Society for Promoting Christian Knowledge

Society for Promoting Christian Knowledge
Abbreviation SPCK
Formation 1698
Founder Thomas Bray
Type Church of England
Christian media
Headquarters 36 Causton Street
London
SW1P 4ST
United Kingdom
Website www.spck.org.uk

The Society for Promoting Christian Knowledge (SPCK) is the oldest Anglican mission organisation, and the leading publisher of Christian books in the United Kingdom.[1] It was founded in 1698 by Thomas Bray (an Anglican priest), and a small group of friends including Lord Guilford, Sir Humphrey Mackworth, Mr Justice Hooke, and Colonel Maynard Colchester. The emphasis was on setting up schools, and the SPCK was a major factor in setting up church schools across Britain. Today, the SPCK is most widely known for its publishing of Christian books.

The Society was founded to encourage Christian education and the production and distribution of Christian literature. SPCK has always sought to find ways to communicate the basic principles of the Christian faith to a wider audience, both in Britain and overseas. A related Scottish society was founded in 1709. It sent missions to Scotland's Highlands, and a handful to Indians in the American colonies.

Education

In its first two hundred years, the Society founded many charity schools for poor children in the 7 to 11 age group. It is from these schools that the modern concept of primary and secondary education has grown. It was also an early provider of teacher training.[2] SPCK continues to support education in the UK by provide free assembly resources via its website.[3]

Publishing

Thomas Bray believed passionately in the power of the printed word and from its earliest days SPCK commissioned tracts and pamphlets, making it the third oldest publishing house in England. (Only the Oxford and Cambridge University Press have existed longer.)

Throughout the eighteenth century SPCK was by far the largest producer of Christian literature in Britain. The range of its output was considerable—from pamphlets aimed at specific groups such as farmers, prisoners, soldiers, seamen, servants and slave-owners, to more general works on subjects such as baptism, confirmation, Holy Communion, the Prayer Book and private devotion. Increasingly, more substantial books were also published, both on Christian subjects and, from the 1830s onwards, on general educational topics as well. At present, key authors for SPCK include Anglican New Testament Scholar N. T. Wright, former Archbishop of Canterbury Rowan Williams, Paula Gooder, and Alister McGrath. Recent exciting additions to SPCK's list include Guvna B, and Ben Cooley, founder of Hope for Justice.

================================

> [Exercise task 1] According to the SPCK text, in what year was the related Scottish society founded?
> [Exercise task 2] Please list every specific group that the SPCK text says the Society's eighteenth-century pamphlets were aimed at.

Dataset rows on where objects appear:
================================

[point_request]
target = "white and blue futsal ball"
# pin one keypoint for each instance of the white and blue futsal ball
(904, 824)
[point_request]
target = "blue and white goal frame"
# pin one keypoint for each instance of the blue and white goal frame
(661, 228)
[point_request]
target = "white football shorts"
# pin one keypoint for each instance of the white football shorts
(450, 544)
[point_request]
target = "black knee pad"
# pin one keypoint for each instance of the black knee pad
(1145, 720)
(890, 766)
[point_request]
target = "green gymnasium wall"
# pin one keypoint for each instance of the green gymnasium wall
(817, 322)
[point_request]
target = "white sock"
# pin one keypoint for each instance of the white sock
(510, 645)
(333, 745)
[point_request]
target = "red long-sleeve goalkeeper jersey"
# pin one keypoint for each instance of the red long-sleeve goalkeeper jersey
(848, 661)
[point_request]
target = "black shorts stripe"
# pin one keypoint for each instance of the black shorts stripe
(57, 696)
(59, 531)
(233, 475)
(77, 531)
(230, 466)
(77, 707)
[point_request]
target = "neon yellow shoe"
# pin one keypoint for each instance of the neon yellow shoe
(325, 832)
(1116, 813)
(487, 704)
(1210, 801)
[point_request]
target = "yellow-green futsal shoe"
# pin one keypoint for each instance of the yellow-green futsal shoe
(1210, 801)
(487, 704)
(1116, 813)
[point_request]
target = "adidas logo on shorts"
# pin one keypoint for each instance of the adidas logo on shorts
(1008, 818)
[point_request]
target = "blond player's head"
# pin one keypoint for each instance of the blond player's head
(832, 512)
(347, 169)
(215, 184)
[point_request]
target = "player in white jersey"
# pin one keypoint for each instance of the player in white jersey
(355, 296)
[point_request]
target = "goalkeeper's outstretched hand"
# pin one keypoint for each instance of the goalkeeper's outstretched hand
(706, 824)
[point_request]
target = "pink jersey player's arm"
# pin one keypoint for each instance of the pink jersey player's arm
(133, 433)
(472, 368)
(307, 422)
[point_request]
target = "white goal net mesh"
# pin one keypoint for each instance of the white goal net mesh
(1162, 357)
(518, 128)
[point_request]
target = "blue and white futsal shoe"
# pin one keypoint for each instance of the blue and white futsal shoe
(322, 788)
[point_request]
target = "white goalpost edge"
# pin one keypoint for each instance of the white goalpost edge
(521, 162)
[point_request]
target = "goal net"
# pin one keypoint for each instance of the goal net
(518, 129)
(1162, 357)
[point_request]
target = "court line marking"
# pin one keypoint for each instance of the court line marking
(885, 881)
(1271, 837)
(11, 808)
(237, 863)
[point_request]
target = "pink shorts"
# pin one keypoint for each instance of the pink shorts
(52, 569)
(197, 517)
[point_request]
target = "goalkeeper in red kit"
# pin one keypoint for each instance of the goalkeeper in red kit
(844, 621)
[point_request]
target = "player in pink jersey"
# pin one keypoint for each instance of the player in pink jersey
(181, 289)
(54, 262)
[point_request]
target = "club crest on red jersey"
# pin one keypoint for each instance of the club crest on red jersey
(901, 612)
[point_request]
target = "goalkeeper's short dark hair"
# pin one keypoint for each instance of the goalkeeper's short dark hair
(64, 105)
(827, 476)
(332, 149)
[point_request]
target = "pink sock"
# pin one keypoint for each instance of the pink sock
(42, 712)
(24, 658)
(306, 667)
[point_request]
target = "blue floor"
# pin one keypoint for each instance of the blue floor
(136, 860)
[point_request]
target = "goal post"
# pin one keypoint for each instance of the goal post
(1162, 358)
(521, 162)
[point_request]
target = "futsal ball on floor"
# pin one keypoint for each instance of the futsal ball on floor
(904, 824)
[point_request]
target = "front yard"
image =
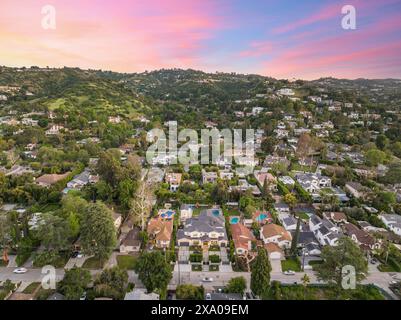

================================

> [Task answer 1] 1709

> [Task answer 2] Farmers, prisoners, soldiers, seamen, servants, slave-owners